[Natural language region descriptions]
◆ ◆ ◆ ◆

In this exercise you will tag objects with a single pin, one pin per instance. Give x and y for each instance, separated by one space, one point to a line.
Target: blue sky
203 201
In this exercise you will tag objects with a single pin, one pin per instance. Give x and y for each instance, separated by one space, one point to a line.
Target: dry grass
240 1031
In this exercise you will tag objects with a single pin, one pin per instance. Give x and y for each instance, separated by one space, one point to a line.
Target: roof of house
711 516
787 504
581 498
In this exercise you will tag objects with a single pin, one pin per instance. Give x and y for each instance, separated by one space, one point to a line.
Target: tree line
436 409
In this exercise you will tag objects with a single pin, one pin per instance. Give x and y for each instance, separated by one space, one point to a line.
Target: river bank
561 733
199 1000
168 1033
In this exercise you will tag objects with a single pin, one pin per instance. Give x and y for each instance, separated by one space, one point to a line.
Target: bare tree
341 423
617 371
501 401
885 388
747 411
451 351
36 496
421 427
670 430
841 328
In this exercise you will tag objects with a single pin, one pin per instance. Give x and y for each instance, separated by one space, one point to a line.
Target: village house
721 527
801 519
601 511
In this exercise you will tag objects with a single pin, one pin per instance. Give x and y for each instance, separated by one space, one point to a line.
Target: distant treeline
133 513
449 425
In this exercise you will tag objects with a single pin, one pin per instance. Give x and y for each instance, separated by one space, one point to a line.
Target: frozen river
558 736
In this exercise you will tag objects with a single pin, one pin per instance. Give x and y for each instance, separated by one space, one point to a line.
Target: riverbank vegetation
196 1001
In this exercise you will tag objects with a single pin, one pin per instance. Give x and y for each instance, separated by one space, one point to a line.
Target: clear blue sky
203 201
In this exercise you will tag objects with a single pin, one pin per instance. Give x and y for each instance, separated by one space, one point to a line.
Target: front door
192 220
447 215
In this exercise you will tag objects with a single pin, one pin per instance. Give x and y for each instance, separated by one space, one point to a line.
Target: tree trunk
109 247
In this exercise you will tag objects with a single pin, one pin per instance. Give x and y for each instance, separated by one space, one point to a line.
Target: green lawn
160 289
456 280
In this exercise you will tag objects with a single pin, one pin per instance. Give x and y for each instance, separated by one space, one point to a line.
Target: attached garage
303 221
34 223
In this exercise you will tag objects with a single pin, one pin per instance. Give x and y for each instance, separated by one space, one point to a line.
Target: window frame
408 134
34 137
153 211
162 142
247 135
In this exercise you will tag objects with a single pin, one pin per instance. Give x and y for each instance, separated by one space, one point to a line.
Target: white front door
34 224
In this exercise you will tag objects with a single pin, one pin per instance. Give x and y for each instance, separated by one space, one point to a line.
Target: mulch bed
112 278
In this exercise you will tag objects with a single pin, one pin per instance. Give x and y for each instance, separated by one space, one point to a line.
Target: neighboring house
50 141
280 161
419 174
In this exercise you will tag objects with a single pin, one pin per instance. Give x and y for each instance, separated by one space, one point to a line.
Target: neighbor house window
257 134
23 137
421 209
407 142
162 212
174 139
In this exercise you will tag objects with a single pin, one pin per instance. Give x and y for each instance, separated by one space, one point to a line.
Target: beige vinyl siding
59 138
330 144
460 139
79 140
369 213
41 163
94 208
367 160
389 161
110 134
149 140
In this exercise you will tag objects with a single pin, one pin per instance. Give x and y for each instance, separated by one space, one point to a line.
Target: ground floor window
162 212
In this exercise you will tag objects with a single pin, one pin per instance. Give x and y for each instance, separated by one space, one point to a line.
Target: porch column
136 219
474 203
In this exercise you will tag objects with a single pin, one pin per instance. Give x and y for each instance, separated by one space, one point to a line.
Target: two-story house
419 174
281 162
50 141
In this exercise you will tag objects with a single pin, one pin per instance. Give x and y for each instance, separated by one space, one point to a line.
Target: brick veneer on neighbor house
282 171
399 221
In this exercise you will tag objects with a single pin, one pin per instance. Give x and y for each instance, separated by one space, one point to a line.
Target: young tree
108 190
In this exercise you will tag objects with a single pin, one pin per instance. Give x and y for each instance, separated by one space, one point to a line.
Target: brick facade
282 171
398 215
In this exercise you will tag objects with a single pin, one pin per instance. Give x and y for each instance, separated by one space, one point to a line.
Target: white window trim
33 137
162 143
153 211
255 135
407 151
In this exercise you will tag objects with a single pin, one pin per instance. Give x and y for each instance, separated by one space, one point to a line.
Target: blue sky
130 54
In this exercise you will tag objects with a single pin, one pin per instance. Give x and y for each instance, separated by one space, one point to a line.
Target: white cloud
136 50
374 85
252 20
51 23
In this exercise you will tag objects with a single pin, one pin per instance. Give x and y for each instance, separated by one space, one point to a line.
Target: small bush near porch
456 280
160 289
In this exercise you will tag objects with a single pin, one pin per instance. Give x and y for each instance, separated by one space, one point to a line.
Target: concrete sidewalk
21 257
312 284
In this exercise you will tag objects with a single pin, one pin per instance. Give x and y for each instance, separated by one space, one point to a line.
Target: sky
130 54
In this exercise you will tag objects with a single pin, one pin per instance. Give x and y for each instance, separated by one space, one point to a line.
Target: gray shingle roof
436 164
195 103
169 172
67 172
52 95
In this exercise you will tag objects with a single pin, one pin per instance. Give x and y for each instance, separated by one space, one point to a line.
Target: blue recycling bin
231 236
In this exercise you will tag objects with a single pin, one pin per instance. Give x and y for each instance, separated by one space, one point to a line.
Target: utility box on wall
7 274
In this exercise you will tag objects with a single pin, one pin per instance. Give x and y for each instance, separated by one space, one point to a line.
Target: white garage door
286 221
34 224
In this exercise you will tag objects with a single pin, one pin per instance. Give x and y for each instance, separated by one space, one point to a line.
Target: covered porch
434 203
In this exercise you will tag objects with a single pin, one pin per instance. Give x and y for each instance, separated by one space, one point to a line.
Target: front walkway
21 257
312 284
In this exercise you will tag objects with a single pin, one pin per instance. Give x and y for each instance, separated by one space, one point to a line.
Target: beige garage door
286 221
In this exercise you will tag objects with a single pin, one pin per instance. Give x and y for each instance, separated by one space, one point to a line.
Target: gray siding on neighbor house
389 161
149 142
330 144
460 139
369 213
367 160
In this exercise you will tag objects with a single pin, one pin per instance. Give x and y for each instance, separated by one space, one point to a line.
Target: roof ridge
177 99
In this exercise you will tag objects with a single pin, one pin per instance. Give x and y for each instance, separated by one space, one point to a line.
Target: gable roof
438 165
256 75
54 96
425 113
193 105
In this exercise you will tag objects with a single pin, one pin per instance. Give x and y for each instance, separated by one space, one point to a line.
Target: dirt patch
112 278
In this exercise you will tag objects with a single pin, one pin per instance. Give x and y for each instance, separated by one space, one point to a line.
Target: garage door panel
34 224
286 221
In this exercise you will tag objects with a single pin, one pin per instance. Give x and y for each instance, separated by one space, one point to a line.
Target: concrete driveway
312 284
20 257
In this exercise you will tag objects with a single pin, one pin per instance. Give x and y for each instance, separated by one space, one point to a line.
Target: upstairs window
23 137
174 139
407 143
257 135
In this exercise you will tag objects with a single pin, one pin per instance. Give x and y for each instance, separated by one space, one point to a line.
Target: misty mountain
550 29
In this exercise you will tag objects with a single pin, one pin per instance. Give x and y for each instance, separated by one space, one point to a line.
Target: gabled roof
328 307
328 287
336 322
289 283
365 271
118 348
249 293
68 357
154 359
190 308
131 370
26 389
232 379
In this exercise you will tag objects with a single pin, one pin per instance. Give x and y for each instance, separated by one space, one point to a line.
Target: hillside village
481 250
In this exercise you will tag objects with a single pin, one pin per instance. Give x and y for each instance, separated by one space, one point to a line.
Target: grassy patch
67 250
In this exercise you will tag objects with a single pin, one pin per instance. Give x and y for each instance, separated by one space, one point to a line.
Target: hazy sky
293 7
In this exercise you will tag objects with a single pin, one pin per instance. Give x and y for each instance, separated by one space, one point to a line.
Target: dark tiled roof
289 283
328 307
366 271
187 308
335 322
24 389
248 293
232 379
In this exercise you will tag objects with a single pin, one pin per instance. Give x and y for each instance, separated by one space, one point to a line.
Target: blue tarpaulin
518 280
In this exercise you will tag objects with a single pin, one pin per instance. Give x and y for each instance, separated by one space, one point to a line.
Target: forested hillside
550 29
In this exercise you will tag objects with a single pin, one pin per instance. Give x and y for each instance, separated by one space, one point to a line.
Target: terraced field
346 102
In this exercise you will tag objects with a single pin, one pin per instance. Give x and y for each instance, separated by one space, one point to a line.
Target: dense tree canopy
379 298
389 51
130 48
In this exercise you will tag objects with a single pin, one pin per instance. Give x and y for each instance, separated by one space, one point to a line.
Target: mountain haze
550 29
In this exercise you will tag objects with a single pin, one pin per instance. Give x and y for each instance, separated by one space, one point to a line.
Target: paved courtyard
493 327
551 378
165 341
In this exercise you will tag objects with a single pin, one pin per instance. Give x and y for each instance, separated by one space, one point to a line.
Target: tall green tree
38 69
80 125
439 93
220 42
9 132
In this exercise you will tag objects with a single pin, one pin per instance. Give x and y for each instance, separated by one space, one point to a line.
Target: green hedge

◆ ◆ ◆ ◆

- **Exercise**
Lines from the one containing "Target: mountain haze" through the final line of the entries are the only ones to print, and each must match exactly.

- **Written answer**
Target: mountain haze
550 29
In this exercise you will tag objects with a single pin, one pin per instance. Give x and y for each instance, separated by one space, one point to a line.
Target: paved courtyard
493 327
551 378
165 341
In this exercise you will tag objects with a single pin, one pin per instance. Give x and y for each instance, separated by one space, one point to a line.
Target: tall green tree
38 69
80 125
439 93
220 42
9 132
In this exercise you will tag objects with a single pin, one pin per instance. Give x and y for each instance, separated by one space, one point to a line.
Target: green hedge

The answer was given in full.